#### Problem
In these records, how many lines contain "bottom"? Please reply with the number only.

------ Dataset extract

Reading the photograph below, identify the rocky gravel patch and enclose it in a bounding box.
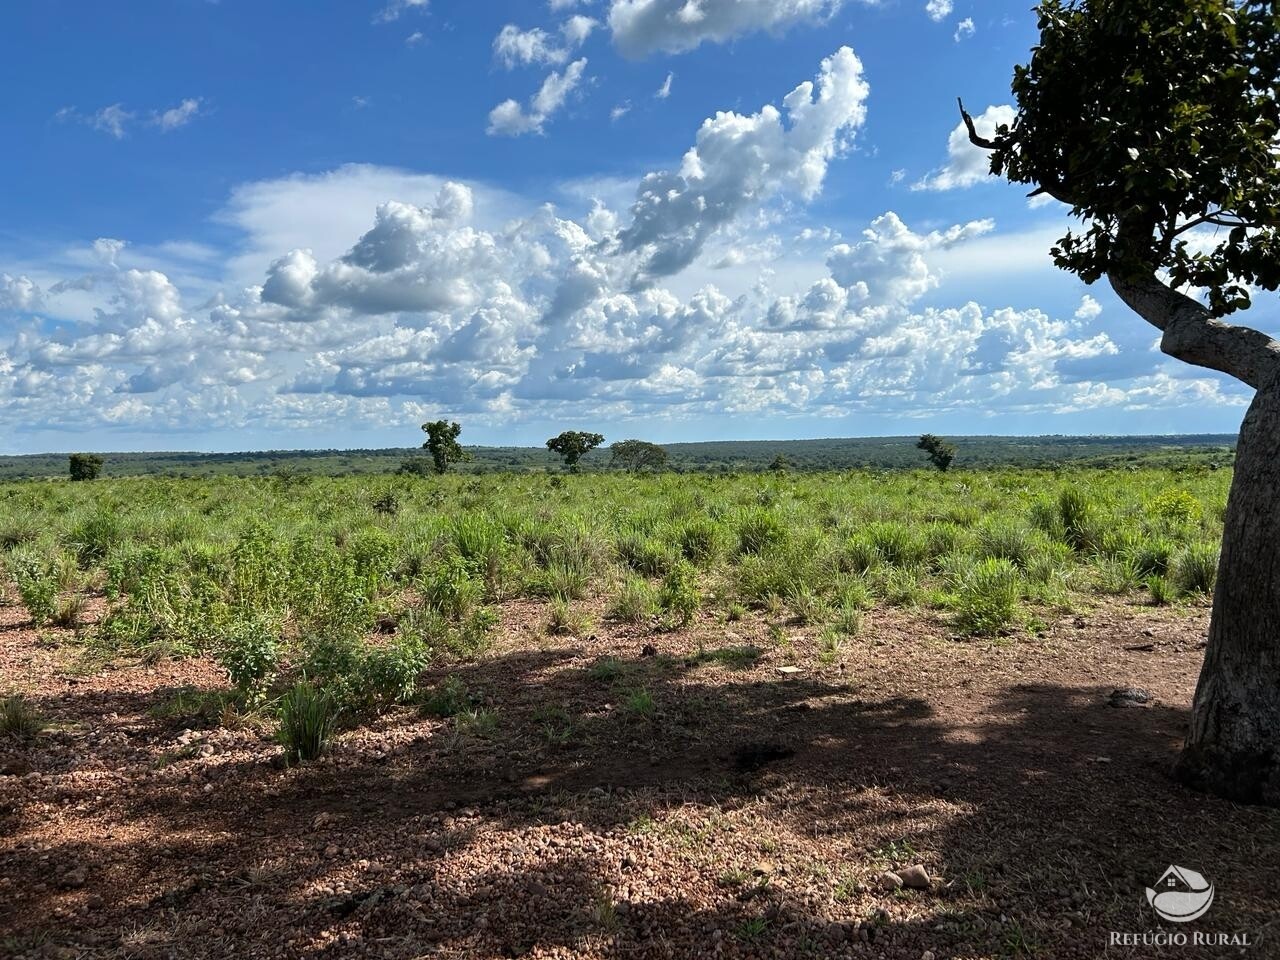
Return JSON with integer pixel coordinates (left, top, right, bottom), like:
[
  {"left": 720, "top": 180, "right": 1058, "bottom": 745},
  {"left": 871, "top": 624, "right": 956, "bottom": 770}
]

------------

#### Expected answer
3